Wie viel frisches Geld bekommen die Gemeinden laut dem Leitartikel über die Spitäler?

*** TEXT ZUM LESEN

TIROLER TAGESZEITUNG „Leitartikel“ Mittwoch, 23. Dezember 2020, von Peter Nindler: „Spitäler benötigen Milliarden-Impfung“

Innsbruck (OTS) Nicht nur wegen der Corona-Pandemie stoßen Österreichs Spitäler an die Grenzen der Finanzierbarkeit. Deshalb sind Reformen notwendig. Doch das Gesundheitssystem hat in der Krise standgehalten, das sollte rasch honoriert werden.

Koste es, was es wolle. Zu Beginn der Corona-Krise politisch ein geflügeltes Wort, wird es zehn Monate später Buchstabe für Buchstabe filetiert. Weil schließlich nicht der liebe Gott den Bankomaten mit Milliarden befüllt. Zuletzt musste Finanzminister Gernot Blümel (VP) erst auf massiven Druck der Gemeinden und Länder seine Schatulle für 2021 öffnen. 500 Millionen Euro frisches Geld erhalten die Kommunen, dazu noch einen Liquiditätsvorschuss von einer Milliarde Euro. So sehr der Blick seit Wochen auf die Krankenhäuser und die Intensivstationen gerichtet ist: Dort wird es richtig ins Geld gehen. Doch von der geforderten Spitalsmilliarde sind die heimischen Krankenhäuser noch weit entfernt.

******
*** DATENAUSZUG

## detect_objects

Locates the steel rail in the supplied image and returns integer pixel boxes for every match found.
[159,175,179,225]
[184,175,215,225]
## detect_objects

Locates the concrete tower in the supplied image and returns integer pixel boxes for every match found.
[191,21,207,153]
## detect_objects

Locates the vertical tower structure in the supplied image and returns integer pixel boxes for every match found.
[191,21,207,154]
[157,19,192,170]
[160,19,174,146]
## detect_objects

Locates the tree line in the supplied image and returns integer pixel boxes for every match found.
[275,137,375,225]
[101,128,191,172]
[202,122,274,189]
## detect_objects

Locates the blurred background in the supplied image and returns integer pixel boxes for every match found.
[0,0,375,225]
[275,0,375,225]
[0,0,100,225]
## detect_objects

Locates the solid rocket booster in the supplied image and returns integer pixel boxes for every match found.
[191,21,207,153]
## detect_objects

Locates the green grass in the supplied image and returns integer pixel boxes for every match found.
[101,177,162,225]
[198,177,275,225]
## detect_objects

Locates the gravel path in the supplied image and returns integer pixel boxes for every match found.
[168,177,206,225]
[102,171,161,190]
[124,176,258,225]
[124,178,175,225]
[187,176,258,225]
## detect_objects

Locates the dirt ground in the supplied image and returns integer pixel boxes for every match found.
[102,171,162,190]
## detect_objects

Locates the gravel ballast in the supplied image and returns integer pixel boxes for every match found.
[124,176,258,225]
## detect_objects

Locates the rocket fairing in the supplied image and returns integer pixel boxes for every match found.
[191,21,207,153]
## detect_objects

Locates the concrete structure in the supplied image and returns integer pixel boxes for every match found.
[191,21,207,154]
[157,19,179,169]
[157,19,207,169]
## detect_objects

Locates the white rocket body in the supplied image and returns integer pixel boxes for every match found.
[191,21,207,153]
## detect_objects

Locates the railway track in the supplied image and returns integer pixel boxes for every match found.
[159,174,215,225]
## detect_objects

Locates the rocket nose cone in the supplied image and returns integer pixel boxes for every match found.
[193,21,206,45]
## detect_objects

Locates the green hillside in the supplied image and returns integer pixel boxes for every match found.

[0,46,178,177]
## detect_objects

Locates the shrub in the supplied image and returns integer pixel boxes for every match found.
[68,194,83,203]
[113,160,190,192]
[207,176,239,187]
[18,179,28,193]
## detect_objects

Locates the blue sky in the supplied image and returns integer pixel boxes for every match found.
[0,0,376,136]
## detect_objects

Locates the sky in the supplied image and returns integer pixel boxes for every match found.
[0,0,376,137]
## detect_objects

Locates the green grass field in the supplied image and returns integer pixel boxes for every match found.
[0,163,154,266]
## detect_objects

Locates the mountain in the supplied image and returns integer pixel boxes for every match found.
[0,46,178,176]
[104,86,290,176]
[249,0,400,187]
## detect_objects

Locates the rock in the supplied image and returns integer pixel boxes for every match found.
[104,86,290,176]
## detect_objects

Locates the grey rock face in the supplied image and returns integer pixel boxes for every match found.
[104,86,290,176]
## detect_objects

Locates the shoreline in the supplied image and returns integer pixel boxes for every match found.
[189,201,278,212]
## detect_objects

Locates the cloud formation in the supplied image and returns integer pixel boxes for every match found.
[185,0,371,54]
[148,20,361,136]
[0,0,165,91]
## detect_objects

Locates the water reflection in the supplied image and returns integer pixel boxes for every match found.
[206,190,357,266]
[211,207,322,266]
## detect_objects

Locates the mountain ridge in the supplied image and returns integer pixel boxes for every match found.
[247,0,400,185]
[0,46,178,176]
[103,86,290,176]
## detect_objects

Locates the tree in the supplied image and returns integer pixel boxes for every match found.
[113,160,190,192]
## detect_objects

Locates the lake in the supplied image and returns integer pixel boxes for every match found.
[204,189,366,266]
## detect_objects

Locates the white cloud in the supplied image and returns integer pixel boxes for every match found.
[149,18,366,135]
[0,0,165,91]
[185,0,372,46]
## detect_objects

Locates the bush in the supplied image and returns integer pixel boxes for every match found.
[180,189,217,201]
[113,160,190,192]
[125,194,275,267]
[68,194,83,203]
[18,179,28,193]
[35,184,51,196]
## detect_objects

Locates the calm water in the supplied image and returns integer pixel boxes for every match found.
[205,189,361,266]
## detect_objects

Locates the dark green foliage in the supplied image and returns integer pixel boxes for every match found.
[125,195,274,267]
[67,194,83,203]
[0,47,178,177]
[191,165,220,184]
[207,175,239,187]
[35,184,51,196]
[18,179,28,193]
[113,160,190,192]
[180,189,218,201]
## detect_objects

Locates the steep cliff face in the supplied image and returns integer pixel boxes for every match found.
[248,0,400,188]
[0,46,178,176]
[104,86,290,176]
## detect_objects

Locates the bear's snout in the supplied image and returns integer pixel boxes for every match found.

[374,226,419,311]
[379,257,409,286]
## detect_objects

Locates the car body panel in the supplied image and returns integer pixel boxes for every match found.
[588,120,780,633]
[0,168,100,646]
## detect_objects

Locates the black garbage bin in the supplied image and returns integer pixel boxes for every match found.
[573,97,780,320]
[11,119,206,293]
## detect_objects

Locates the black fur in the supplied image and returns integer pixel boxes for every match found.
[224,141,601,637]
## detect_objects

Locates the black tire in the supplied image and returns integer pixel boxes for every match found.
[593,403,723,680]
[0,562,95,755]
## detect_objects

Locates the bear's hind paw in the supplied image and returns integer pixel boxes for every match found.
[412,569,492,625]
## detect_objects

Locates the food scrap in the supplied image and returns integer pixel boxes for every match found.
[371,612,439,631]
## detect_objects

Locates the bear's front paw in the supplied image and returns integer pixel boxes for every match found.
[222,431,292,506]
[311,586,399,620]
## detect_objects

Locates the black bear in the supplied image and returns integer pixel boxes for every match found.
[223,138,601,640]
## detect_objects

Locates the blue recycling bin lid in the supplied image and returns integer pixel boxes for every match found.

******

- _LÖSUNG_
500 Millionen Euro.